Task statement:
Write out exactly, with no other output, the lines below from the one that contains "Target = distant mountain ridge" through the end.

Task input:
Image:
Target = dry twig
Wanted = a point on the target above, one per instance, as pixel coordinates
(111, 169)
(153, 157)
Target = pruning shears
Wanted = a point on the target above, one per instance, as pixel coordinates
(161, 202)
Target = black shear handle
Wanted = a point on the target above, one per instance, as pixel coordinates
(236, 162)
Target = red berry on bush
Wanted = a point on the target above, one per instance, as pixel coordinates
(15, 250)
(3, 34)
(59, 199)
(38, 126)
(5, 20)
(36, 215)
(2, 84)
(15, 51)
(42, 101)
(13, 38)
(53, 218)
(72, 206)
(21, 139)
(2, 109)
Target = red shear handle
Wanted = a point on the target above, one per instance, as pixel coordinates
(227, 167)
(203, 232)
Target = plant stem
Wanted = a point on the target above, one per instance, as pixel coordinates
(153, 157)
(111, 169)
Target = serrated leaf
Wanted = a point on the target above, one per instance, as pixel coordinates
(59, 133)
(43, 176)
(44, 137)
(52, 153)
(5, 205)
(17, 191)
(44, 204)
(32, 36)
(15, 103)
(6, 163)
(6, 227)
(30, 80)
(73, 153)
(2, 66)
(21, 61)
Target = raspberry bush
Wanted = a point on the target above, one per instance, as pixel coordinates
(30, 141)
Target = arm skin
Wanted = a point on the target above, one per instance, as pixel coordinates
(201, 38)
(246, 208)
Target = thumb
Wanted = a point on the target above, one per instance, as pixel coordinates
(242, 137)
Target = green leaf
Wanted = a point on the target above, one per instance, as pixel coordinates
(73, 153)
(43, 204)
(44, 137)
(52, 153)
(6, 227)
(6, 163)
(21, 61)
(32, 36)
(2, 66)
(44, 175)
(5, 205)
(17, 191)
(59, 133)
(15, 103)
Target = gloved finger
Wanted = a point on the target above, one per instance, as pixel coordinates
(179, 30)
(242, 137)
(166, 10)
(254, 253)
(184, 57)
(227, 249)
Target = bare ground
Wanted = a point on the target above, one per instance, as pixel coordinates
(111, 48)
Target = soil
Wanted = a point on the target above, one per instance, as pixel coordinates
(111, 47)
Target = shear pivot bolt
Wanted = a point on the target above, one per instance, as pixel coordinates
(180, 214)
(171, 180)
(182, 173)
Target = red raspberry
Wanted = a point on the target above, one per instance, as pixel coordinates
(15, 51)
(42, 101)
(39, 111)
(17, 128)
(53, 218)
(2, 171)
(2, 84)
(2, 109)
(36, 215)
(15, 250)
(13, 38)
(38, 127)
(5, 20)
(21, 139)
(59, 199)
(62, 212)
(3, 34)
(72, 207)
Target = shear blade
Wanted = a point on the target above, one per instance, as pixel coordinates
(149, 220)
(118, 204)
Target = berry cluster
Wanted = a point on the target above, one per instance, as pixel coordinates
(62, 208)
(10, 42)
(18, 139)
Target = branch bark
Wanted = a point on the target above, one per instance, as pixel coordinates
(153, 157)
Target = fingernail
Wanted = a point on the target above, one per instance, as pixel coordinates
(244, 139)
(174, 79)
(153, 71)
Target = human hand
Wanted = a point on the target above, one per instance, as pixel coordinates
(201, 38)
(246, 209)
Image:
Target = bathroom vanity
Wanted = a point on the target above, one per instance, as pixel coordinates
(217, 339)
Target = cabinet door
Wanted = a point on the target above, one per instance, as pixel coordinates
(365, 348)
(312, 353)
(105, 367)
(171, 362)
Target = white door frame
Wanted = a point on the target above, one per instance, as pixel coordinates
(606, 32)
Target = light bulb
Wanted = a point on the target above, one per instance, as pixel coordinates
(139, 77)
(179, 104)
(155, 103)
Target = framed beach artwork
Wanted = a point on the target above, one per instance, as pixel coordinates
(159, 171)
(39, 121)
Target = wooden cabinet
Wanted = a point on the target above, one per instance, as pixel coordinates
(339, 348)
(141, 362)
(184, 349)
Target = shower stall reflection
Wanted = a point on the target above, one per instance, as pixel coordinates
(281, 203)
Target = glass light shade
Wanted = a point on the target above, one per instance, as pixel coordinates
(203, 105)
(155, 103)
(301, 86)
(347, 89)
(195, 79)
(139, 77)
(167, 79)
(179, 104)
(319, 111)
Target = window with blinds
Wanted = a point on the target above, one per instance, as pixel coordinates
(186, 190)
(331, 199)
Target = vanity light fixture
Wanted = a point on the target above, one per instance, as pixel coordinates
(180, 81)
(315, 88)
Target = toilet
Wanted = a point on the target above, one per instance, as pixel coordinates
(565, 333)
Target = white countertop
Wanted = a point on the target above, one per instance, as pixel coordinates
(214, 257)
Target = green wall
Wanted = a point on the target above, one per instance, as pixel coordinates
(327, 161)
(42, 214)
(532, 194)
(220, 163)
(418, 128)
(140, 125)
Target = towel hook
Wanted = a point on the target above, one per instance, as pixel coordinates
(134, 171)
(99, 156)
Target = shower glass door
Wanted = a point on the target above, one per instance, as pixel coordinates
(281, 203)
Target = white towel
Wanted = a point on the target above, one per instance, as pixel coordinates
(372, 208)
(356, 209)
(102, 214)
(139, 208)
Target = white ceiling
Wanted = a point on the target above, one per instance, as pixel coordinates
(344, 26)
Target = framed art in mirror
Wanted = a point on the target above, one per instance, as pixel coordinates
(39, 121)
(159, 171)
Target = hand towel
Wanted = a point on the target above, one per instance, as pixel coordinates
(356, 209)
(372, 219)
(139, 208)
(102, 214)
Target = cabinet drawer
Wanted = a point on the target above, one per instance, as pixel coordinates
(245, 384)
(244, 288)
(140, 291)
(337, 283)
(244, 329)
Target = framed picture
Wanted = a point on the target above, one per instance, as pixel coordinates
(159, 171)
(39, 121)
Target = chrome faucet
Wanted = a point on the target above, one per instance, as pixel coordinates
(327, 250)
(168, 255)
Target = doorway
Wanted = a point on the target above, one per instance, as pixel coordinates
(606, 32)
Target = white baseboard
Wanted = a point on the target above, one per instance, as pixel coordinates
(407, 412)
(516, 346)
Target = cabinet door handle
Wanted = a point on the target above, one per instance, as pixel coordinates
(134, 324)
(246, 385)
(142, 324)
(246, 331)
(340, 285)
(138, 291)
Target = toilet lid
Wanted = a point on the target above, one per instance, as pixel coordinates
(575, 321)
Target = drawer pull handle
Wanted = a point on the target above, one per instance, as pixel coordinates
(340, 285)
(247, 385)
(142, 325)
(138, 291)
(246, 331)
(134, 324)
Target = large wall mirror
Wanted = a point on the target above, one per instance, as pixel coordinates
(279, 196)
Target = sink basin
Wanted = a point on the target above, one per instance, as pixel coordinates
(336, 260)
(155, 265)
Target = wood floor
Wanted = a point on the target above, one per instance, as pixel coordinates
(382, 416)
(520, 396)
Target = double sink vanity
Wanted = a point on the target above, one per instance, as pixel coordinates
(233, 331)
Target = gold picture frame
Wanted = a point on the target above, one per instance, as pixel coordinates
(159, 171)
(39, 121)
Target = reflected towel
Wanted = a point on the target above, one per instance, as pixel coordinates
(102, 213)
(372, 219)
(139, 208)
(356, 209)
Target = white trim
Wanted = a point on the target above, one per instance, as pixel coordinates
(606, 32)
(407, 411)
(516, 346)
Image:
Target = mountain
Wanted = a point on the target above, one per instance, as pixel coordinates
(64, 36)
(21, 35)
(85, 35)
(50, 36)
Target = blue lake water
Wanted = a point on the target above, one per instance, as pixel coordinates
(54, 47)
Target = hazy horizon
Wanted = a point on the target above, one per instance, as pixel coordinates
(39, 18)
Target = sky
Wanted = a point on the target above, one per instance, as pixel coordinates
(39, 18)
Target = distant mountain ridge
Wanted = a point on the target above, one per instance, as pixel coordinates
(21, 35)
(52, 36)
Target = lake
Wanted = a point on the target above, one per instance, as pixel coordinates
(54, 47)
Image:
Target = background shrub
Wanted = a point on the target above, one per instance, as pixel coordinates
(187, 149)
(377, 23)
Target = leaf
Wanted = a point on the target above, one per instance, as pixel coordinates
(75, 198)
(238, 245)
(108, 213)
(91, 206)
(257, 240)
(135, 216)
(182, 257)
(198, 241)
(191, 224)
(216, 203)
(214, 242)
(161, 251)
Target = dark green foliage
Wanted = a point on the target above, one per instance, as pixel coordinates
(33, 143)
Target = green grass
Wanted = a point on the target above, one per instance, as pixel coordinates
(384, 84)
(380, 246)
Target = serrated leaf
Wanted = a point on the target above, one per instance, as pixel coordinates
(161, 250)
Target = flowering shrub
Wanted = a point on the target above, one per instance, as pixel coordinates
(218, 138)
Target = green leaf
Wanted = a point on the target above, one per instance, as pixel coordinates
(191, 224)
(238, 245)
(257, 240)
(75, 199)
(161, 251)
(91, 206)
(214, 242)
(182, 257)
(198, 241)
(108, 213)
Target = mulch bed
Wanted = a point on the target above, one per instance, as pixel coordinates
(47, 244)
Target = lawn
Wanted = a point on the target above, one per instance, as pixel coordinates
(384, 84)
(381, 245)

Answer:
Target = distant mountain ridge
Wanted = a point on the target above, one per instance, as pixel coordinates
(21, 35)
(52, 36)
Target = lake
Wanted = a point on the target above, one per instance, as pixel coordinates
(54, 47)
Image:
Target = background shrub
Wanted = a point on the target above, one per instance, as pixel coordinates
(187, 149)
(377, 23)
Target = leaf
Wanted = a point on the target above, one per instance, as pixel coordinates
(75, 198)
(238, 245)
(108, 213)
(91, 206)
(257, 240)
(135, 216)
(182, 257)
(198, 241)
(191, 224)
(216, 203)
(214, 242)
(161, 251)
Target = dark green foliage
Wanted = a point on the target above, one per instance, as pixel coordinates
(33, 143)
Target = green grass
Wanted = a point on the target above, one per instance, as pixel coordinates
(384, 84)
(380, 246)
Target = serrated leaf
Wanted = a point on the target above, one per instance, as pixel coordinates
(161, 250)
Target = flowering shrub
Wanted = a point on the target above, one per instance, as pixel coordinates
(218, 138)
Target = green leaf
Wanted = a point on the target above, one per instance, as pixel coordinates
(191, 224)
(238, 245)
(257, 240)
(75, 199)
(161, 251)
(91, 206)
(214, 242)
(182, 257)
(198, 241)
(108, 213)
Target = mulch bed
Wanted = a point on the target above, one per instance, as pixel coordinates
(47, 244)
Target = lawn
Wanted = a point on the target above, one per instance, as pixel coordinates
(384, 84)
(381, 245)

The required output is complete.